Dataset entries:

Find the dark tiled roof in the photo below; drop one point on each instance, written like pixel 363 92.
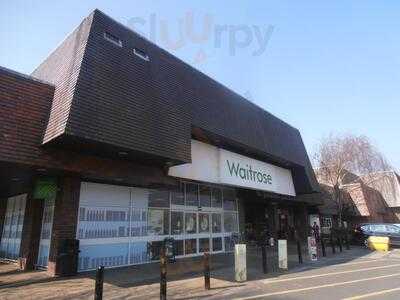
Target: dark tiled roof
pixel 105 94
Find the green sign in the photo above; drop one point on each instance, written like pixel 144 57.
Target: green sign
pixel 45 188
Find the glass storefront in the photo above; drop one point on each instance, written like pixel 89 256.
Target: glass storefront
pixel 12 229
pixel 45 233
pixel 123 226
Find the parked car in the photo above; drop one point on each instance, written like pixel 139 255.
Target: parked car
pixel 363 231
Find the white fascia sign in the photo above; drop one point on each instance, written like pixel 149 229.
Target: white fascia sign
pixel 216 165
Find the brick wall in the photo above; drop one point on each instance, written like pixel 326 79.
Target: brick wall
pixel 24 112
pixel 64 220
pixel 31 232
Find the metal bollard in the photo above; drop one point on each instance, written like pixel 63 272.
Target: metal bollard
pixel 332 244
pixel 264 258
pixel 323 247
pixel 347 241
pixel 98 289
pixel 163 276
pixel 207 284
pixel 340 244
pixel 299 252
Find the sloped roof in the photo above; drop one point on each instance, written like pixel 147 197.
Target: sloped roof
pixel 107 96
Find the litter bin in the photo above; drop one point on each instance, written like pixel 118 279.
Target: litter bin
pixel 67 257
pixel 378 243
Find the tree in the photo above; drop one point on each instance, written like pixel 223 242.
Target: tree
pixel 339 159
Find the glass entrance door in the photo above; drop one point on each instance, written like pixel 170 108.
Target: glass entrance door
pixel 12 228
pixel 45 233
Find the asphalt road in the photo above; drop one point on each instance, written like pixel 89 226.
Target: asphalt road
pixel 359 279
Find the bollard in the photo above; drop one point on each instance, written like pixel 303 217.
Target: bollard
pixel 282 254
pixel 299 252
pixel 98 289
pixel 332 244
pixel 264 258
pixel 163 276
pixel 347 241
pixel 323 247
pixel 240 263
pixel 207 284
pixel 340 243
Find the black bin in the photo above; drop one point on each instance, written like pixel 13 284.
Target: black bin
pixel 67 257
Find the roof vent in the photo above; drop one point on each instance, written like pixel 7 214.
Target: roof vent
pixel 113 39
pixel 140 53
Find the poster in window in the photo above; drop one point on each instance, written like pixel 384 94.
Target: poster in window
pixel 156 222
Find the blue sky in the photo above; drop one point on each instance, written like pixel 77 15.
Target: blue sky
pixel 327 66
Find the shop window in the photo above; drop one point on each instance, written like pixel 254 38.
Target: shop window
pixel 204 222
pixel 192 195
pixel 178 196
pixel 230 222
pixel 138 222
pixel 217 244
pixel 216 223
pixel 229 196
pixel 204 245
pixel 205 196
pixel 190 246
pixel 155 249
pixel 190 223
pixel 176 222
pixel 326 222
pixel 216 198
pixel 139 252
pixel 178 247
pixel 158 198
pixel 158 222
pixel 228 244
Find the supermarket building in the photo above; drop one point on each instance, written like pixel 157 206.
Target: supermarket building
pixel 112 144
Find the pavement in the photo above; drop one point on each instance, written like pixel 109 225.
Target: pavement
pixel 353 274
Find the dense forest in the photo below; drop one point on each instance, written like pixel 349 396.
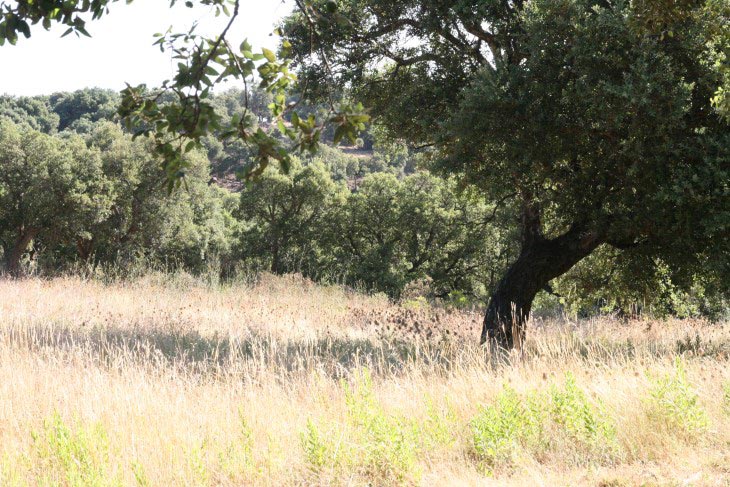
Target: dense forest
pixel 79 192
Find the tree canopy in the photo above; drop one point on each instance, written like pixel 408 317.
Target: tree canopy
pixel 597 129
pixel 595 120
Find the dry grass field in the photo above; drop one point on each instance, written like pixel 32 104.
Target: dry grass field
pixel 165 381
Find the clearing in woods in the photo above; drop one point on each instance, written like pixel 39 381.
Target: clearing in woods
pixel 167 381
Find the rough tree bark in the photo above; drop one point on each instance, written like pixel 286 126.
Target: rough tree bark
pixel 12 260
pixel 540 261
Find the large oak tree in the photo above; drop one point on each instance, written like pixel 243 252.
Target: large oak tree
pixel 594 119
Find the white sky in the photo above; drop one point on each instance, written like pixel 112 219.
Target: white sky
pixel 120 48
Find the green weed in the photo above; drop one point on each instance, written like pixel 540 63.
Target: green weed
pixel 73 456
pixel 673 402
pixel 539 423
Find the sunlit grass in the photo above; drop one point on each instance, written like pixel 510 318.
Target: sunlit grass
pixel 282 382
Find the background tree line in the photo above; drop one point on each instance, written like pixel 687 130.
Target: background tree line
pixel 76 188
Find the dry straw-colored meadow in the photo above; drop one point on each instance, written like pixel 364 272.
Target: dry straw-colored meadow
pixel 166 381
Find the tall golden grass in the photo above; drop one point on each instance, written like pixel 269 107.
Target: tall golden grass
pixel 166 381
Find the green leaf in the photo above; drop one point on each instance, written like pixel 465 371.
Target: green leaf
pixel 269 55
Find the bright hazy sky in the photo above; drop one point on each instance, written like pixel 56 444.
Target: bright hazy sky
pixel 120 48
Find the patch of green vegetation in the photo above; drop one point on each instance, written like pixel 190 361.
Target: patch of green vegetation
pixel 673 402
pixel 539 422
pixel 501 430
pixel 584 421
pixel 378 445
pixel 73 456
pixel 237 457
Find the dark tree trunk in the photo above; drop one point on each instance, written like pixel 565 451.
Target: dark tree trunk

_Prompt_: Return solely the count of lines in the data above in which the word "below" occurs.

_Your solution_: 2